▸ **Task instructions**: Look for "stone" in each line of the entries, and return the matching lines.
-=-=-=-=-
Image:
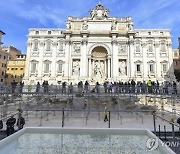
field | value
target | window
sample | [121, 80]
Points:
[175, 54]
[150, 48]
[163, 47]
[33, 67]
[151, 67]
[48, 45]
[164, 67]
[35, 45]
[61, 46]
[138, 67]
[138, 48]
[46, 67]
[60, 68]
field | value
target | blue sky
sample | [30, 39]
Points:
[17, 16]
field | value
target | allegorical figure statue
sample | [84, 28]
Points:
[76, 69]
[122, 68]
[98, 70]
[68, 25]
[113, 26]
[85, 26]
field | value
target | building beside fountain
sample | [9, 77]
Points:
[98, 48]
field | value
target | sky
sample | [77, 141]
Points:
[17, 16]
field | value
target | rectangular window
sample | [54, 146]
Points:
[151, 68]
[35, 45]
[61, 46]
[138, 68]
[150, 48]
[59, 68]
[163, 47]
[164, 67]
[137, 48]
[46, 68]
[48, 45]
[33, 67]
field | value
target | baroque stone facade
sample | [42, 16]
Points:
[98, 48]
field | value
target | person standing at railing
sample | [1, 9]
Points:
[70, 88]
[86, 86]
[105, 115]
[21, 85]
[149, 85]
[20, 122]
[97, 87]
[174, 87]
[13, 86]
[38, 87]
[10, 125]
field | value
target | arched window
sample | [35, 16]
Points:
[48, 45]
[60, 66]
[35, 45]
[34, 66]
[60, 46]
[47, 65]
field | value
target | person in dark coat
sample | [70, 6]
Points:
[20, 122]
[10, 125]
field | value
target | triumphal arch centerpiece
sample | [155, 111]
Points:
[98, 48]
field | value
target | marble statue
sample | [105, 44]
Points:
[76, 68]
[113, 26]
[98, 69]
[68, 25]
[122, 68]
[85, 26]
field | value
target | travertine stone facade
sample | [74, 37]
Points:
[98, 48]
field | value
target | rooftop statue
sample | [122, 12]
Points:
[99, 12]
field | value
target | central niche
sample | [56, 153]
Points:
[99, 62]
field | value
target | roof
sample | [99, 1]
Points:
[2, 32]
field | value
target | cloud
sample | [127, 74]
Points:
[19, 15]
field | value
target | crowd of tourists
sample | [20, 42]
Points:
[144, 87]
[11, 122]
[131, 86]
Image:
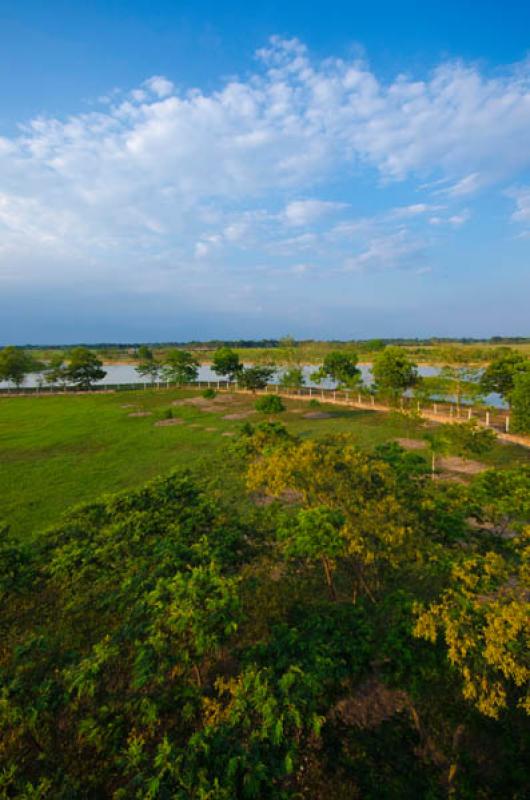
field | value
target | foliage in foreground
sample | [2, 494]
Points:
[363, 636]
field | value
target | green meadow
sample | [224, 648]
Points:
[59, 451]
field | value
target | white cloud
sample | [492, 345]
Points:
[306, 212]
[158, 175]
[161, 86]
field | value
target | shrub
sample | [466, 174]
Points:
[270, 404]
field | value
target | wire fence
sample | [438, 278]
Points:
[432, 409]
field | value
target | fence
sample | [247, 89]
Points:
[436, 410]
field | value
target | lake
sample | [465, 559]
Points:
[126, 373]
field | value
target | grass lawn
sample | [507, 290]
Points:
[58, 451]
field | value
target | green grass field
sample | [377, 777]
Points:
[62, 450]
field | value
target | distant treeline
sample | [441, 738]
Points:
[369, 344]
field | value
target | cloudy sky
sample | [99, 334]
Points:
[200, 173]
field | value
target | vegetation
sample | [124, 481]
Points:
-=-=-=-=-
▸ **Answer to this exercise**:
target | baroque stone facade
target | travertine stone facade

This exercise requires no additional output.